The President holds the pen in his hand and signs the documents that change the world - not the women and men who held picket signs across the world's major cities. It is a sick truth but one we must adapt to during Donald Trump's tenure as the head of the US Government. I happened to be shopping in London on the day of the march and watched hundreds of proud, smiling women reassert themselves as global citizens with voices, opinions, and pussies that don't want to be groped (their words on a sign, not mine).
Alas, the person by whom these women don't want to be groped is the same man who has now dictated that any overseas body with US funding may not discuss (or advise) abortions - notice the similarity in words and actions; it's some guy who believes that every woman's body is subject to his own views of what should be done with them.
This is a sad turn of events, but hardly an unexpected one. There was a strong anti-Trump agenda during the marches in Britain, Canada, Australia, Mexico and the USA (where more people marched against Trump than turned out to watch his inauguration) - and it was an understandable and fairly unobjectionable message. Indeed, Trump's rise to the top is so dubious that I needn't even point out any of the controversy surrounding him, you can just take your pick.
What is troubling, though, is that the united the voices of millions of women across cities, countries and continents paled in significance to the scratching of a pen held by the President when he finalised his decision to take bodily independence from those who need it the most. How sad that this is probably one of the few policies in which he has any political or personal conviction.
Where does this leave us, and I'm not just talking about women? Right where the hell we already are - subject to the whims of the democratically voted.
Here is my gripe, and it is twofold. The first is that Donald Trump has a responsibility to do the right thing regardless of his personal views (ie. not blacklisting abortion because he doesn't agree with it). As the President he must separate personal bias from policy. This isn't The Apprentice anymore; reality TV is about as far from reality as we can pretend.

[Object position labeling entries]
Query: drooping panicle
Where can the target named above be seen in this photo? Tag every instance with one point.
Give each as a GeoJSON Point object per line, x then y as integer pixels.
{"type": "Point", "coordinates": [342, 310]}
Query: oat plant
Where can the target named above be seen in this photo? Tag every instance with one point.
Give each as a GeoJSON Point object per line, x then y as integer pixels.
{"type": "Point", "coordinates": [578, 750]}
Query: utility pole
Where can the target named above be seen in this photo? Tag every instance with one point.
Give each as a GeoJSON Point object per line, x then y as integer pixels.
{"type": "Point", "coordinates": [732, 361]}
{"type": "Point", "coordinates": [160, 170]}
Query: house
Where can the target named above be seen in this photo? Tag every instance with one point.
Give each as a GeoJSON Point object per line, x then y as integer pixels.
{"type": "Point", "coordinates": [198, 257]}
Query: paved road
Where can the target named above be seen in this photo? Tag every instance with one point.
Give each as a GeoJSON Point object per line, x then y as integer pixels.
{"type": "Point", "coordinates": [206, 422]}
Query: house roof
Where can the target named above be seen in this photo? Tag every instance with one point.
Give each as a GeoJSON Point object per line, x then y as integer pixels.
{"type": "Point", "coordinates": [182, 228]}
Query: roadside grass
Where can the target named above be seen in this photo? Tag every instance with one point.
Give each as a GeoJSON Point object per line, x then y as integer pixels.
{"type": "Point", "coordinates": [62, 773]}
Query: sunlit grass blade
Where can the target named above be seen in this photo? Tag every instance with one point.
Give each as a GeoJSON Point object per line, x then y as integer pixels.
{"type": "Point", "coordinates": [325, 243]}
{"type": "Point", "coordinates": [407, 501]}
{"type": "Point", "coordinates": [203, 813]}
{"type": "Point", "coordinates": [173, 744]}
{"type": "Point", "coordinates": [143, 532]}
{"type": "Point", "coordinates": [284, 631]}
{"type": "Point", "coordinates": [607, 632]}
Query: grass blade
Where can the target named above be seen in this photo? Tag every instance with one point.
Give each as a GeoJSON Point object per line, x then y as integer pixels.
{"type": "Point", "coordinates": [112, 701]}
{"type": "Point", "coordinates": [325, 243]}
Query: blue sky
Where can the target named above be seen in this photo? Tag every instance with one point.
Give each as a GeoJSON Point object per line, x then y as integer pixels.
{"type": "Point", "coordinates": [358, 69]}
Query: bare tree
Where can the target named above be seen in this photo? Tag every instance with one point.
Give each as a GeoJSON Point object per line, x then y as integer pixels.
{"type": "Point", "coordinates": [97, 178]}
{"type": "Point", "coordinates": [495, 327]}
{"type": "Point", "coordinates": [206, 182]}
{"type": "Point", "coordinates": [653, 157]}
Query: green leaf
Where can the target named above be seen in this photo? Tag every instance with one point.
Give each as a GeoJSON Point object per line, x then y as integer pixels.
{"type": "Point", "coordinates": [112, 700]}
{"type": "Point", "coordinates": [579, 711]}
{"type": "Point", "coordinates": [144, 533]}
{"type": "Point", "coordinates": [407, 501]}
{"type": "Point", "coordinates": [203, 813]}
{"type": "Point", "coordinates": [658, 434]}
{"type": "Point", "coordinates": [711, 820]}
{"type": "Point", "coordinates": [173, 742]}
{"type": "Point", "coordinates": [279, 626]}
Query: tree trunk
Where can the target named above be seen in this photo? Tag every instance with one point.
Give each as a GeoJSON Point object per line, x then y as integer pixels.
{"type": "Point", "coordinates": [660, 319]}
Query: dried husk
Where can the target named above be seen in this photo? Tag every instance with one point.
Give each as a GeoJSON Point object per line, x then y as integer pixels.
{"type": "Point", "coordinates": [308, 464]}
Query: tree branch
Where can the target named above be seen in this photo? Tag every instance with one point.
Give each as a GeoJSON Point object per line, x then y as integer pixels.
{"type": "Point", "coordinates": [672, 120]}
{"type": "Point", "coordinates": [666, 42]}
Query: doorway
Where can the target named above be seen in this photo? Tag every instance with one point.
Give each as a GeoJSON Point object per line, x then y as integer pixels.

▶ Actions to take:
1 – Set down the records once more, unchanged, starting with the line that contains "Query: green leaf" and ending with the last line of the records.
2 – Resume the opinion piece on the women's marches and Trump's abortion funding rule after its last sentence.

▶ Answers per task:
1 –
Query: green leaf
Where can the target named above be seen in this photo? Tag every instance with one point.
Give each as a GeoJSON Point object per line, x then y as integer pixels.
{"type": "Point", "coordinates": [112, 700]}
{"type": "Point", "coordinates": [579, 711]}
{"type": "Point", "coordinates": [144, 533]}
{"type": "Point", "coordinates": [407, 501]}
{"type": "Point", "coordinates": [203, 813]}
{"type": "Point", "coordinates": [658, 434]}
{"type": "Point", "coordinates": [711, 820]}
{"type": "Point", "coordinates": [173, 742]}
{"type": "Point", "coordinates": [279, 626]}
Query: tree trunk
Where can the target named above be seen in this photo? Tag every instance with one point.
Give each as a GeoJSON Point object per line, x then y as integer pixels.
{"type": "Point", "coordinates": [660, 319]}
Query: dried husk
Where can the target named above be seen in this photo? Tag every instance with one point.
Give each as a GeoJSON Point object per line, x then y as integer pixels.
{"type": "Point", "coordinates": [308, 464]}
Query: tree branch
Where can the target named above be seen in this photo? Tag every instance with one point.
Give each as a GeoJSON Point object per line, x then y as integer pixels.
{"type": "Point", "coordinates": [672, 120]}
{"type": "Point", "coordinates": [666, 42]}
Query: doorway
Where can the target named above be seen in this photo? Tag every instance with one point.
Give each as a GeoJSON Point object per line, x then y as integer pixels.

2 –
The second is aimed at the electorate. This is what happens when we screw up. In exactly the same way that President Trump must limit his personal balance, we as citizens must also do the right thing regardless of our own personal views. I'm looking at you, Trump voting women who wanted change but actually that change meant your sisters relinquishing ownership over their own flesh and blood because some guy in another country doesn't like the idea of feminine independence.
Which brings me back to the march, and the sad conclusion we must all draw from it. It was the right thing to do, and we all had a responsibility to support it. However, we must also understand that doing the right thing doesn't always mean getting the right result, and this has been demonstrated by the fact that millions of women with billions of eggs in their millions of ovaries couldn't hold a candle to one man with zero eggs in his zero ovaries. Talk about a representative for the masses.
As an aside, this is where Ms Clinton would have been a welcome change - a woman making decisions about, and for, women. I'm sure she wouldn't have gagged overseas organisations from providing information about abortions. But that's not the case, so we should ignore the hypothetical present in favour of the real one.
And the real present is a genuine worry, one in which no large-scale walk will change it. We could have a global march and it wouldn't change the minds of those in power, especially if the driving force behind their policies are personal opinion over social good. We could relax if we believed President Trump's cabinet was more forward-thinking and slightly less "old white conservative man" - but they're not, so our fear should be that the share of policy is going to reflect their opinions more than it does from a desire to bring about positive social change.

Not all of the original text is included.